**Excerpted text**:
◆ ◆ ◆ ◆
Flamingo Architecture is a visual language model (VLM) framework that enables few-shot learning on multimodal tasks by integrating a pre-trained, frozen vision encoder with a frozen large language model (LLM) using novel gated cross-attention layers.
The architecture works through a multi-stage process:
- Visual Feature Extraction: A frozen vision encoder (like a Vision Transformer or ResNet) processes input images or video frames into a sequence of visual tokens.
- Perceiver Resampler: This component acts as a learned bottleneck, using a fixed number of latent queries and cross-attention to condense the variable-length visual token sequence into a fixed, manageable number of visual tokens.
- Gated Cross-Attention Integration: This is the core innovation. The processed visual tokens are interleaved with text tokens from the input prompt. At specific layers within the frozen LLM, gated cross-attention (Xattn-D) layers are inserted. These layers allow the LLM to 'attend' to the visual context. A learned gating mechanism controls the influence of the visual information on the text generation process.
◆ ◆ ◆ ◆
**Listed entries**:
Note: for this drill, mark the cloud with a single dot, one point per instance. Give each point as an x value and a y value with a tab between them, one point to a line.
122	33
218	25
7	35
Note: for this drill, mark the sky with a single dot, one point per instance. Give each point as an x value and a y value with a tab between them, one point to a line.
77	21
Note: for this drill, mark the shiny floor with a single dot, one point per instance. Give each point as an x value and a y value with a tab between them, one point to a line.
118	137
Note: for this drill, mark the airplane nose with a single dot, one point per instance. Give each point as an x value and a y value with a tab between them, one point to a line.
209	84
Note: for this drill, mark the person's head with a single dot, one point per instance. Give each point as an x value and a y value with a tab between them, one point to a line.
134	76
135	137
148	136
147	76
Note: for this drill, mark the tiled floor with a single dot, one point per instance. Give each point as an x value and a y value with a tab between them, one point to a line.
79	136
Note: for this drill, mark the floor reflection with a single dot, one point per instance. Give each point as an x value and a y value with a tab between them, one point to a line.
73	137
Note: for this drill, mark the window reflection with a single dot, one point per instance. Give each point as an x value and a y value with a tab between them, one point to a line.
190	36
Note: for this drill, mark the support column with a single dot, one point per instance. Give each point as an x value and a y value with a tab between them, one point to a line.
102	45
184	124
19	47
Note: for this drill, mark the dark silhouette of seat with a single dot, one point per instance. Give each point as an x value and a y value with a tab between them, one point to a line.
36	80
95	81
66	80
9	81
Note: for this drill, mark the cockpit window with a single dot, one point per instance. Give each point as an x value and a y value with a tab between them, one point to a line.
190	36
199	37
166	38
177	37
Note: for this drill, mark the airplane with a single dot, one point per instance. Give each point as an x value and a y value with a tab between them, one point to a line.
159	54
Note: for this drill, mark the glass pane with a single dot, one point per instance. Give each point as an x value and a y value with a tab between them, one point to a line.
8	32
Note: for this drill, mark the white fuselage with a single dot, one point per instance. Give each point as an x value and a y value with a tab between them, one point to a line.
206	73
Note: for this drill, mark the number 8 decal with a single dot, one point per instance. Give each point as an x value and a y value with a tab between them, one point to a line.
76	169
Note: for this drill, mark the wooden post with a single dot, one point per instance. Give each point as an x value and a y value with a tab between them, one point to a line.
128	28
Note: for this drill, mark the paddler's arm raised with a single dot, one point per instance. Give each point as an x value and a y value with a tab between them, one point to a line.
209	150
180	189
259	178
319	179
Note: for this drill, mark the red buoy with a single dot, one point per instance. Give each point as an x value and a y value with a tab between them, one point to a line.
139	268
◆ ◆ ◆ ◆
**What the task asks**: Revise the Flamingo architecture description from "The architecture works" to "text generation process.", replacing "latent queries" with "learned queries".

**Answer section**:
The architecture works through a multi-stage process:
- Visual Feature Extraction: A frozen vision encoder (like a Vision Transformer or ResNet) processes input images or video frames into a sequence of visual tokens.
- Perceiver Resampler: This component acts as a learned bottleneck, using a fixed number of learned queries and cross-attention to condense the variable-length visual token sequence into a fixed, manageable number of visual tokens.
- Gated Cross-Attention Integration: This is the core innovation. The processed visual tokens are interleaved with text tokens from the input prompt. At specific layers within the frozen LLM, gated cross-attention (Xattn-D) layers are inserted. These layers allow the LLM to 'attend' to the visual context. A learned gating mechanism controls the influence of the visual information on the text generation process.